#### Dataset entries:
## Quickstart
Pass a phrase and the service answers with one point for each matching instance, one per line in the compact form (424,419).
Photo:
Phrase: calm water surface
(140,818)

...

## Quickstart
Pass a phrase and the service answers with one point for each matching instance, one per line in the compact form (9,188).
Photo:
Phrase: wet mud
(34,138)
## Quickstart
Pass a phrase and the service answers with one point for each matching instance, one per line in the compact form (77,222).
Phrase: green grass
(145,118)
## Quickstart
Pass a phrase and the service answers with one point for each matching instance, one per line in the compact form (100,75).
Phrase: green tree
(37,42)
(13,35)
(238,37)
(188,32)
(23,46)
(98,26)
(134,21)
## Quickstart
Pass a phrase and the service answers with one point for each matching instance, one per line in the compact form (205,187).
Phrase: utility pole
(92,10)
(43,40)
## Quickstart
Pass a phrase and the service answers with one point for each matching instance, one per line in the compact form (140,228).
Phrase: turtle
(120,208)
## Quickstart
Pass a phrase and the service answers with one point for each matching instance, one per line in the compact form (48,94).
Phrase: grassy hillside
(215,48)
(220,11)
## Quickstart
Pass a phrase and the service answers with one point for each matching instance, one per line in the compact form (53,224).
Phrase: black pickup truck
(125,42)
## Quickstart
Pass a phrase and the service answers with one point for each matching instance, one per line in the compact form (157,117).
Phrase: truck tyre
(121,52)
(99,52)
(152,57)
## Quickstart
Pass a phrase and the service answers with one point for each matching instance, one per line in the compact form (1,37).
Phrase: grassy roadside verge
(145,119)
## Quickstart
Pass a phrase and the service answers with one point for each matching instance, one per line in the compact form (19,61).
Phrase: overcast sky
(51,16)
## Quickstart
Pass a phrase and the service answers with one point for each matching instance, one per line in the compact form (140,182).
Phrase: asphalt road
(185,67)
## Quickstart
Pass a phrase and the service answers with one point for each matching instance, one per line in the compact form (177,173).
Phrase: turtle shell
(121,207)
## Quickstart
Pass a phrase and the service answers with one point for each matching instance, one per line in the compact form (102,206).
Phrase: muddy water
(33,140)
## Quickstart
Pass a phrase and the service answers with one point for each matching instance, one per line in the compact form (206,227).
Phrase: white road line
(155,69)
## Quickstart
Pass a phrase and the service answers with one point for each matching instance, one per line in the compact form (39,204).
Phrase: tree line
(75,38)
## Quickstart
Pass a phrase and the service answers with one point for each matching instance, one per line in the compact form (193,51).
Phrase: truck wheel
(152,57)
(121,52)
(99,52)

#### Exercise goal:
All lines above from the one holding "Phrase: asphalt road" to the one holding "compact form (102,206).", inclusive, are to be copied exactly; no other line is wanted.

#### Finished exercise:
Phrase: asphalt road
(185,67)
## Quickstart
Pass a phrase and the service answers with one point for each matching instance, one per line in the compact form (177,173).
Phrase: turtle shell
(121,207)
## Quickstart
Pass a phrase and the service answers with one point for each matching instance, one per line in the compact form (102,206).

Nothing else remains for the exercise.